WHAT TO PRODUCE:
Go through the data and copy each line where the string "find" appears.

LISTED ENTRIES:
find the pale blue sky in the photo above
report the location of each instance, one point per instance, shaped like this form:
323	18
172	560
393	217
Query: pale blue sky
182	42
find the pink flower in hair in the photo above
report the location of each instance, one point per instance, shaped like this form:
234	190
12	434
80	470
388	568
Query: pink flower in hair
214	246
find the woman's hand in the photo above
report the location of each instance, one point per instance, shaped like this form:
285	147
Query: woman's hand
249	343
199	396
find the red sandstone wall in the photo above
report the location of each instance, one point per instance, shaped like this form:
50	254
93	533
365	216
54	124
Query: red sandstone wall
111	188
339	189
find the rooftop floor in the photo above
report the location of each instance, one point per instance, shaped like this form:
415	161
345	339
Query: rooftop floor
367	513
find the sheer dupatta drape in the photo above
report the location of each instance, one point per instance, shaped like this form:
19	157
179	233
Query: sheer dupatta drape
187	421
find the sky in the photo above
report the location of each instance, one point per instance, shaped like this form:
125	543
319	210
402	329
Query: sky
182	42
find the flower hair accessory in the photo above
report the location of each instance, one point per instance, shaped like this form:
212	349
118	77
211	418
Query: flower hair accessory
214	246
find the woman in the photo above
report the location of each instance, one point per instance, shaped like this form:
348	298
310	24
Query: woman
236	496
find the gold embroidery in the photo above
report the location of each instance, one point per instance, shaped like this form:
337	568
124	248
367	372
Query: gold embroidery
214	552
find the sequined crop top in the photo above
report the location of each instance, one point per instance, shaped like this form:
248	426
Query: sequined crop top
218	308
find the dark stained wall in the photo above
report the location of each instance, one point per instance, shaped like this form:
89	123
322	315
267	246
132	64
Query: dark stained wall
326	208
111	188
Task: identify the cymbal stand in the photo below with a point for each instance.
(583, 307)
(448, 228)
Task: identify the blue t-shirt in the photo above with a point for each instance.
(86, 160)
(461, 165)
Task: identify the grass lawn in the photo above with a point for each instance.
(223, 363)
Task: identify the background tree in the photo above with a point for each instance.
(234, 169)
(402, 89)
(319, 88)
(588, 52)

--

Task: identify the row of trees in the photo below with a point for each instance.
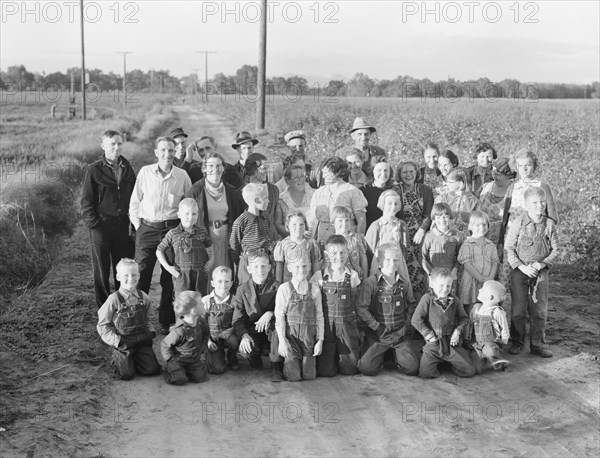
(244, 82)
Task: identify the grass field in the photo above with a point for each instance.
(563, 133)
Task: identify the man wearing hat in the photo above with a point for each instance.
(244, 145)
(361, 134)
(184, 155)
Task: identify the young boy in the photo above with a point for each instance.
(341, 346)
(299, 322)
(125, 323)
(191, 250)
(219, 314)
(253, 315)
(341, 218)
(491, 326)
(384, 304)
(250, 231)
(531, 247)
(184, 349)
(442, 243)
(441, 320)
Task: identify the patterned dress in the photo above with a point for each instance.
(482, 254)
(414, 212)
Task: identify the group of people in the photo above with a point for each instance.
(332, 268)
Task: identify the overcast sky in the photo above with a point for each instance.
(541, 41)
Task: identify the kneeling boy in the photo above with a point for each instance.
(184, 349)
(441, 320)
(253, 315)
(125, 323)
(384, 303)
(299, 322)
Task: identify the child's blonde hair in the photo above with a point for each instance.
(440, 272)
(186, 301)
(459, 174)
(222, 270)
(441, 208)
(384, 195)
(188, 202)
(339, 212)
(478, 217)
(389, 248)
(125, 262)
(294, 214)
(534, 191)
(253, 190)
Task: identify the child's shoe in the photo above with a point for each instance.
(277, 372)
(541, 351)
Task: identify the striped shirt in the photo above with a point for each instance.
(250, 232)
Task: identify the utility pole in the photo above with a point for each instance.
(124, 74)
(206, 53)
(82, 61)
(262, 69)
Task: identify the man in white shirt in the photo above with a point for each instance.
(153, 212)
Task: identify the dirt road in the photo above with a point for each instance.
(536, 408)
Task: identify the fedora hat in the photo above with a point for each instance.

RESPONSE BOX:
find the pale blue sky in the photo above
find the pink flower in hair in the photo above
find the woman's hand in the photo above
find the red sandstone wall in the photo above
find the rooftop floor in the photo above
find the sheer dupatta drape in the photo above
find the sky in the photo above
find the flower hair accessory in the photo above
find the woman in the photo above
find the gold embroidery in the photo above
find the sequined crop top in the photo above
find the dark stained wall in the photo above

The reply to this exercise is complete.